# [BRIEF]
Every record below should be retyped exactly, and no picture should appear in the copy.

[Stored records]
= = = = = = =
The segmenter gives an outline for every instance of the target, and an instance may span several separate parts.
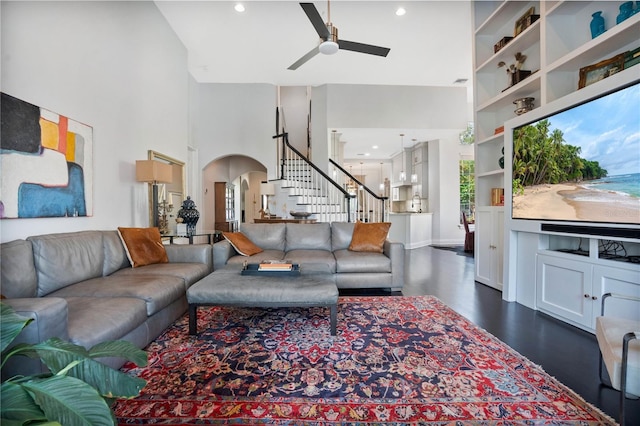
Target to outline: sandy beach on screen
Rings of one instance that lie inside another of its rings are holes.
[[[513,197],[513,217],[640,223],[640,198],[573,184],[525,188]]]

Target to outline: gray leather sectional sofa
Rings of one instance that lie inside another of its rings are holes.
[[[59,337],[87,348],[106,340],[144,348],[187,311],[187,289],[213,267],[209,244],[165,248],[169,263],[132,268],[117,231],[48,234],[2,244],[2,302],[34,319],[16,343]],[[10,361],[3,377],[42,370],[38,360]],[[103,361],[114,368],[124,362]]]
[[[213,245],[214,268],[245,261],[287,259],[307,270],[328,268],[335,274],[339,289],[402,290],[404,244],[387,240],[383,253],[350,251],[354,226],[352,222],[242,224],[240,231],[264,251],[241,256],[228,241],[217,242]]]

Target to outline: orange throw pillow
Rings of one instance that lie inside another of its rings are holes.
[[[242,232],[223,232],[224,238],[229,241],[236,251],[243,256],[252,256],[262,253],[262,249],[253,244]]]
[[[158,228],[118,228],[118,234],[132,267],[169,262]]]
[[[390,227],[390,222],[356,222],[349,250],[382,253]]]

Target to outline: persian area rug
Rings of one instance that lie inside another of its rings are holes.
[[[200,308],[147,348],[119,424],[614,424],[539,366],[430,296],[323,308]]]

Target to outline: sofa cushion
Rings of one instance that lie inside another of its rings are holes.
= = = = = = =
# [EXERCISE RESULT]
The segmenter gives an outline for every instance of the target, and an instance may span several separate parts.
Target to outline: sandy beach on screen
Rings of one instance that lie inside another of its rings are holes.
[[[513,197],[513,217],[640,223],[640,198],[573,184],[525,188]]]

Target to outline: gray leather sectional sofa
Rings of one instance that lie inside another of its rings are holes.
[[[59,337],[87,348],[106,340],[144,348],[187,311],[187,289],[213,267],[209,244],[165,248],[169,263],[132,268],[117,231],[48,234],[2,244],[2,302],[34,319],[16,343]],[[10,361],[3,377],[42,370],[38,360]],[[103,361],[114,368],[124,362]]]
[[[213,245],[214,268],[245,261],[287,259],[307,270],[328,268],[335,274],[339,289],[402,290],[404,244],[387,240],[383,253],[350,251],[354,226],[352,222],[242,224],[240,231],[264,251],[241,256],[228,241],[217,242]]]

Target to outline: orange throw pillow
Rings of one instance that lie inside another of its rings are holes.
[[[242,232],[223,232],[224,238],[229,241],[236,251],[243,256],[252,256],[262,253],[262,249],[253,244]]]
[[[158,228],[118,228],[118,234],[132,267],[169,262]]]
[[[390,227],[390,222],[356,222],[349,250],[382,253]]]

Target to outline: persian area rug
Rings of one instance that lie inside another of its rings are holes.
[[[200,308],[147,348],[119,424],[614,424],[539,366],[430,296],[323,308]]]

Target to outline: sofa cushion
Rings of one instance that lie inside another of its rings are holes.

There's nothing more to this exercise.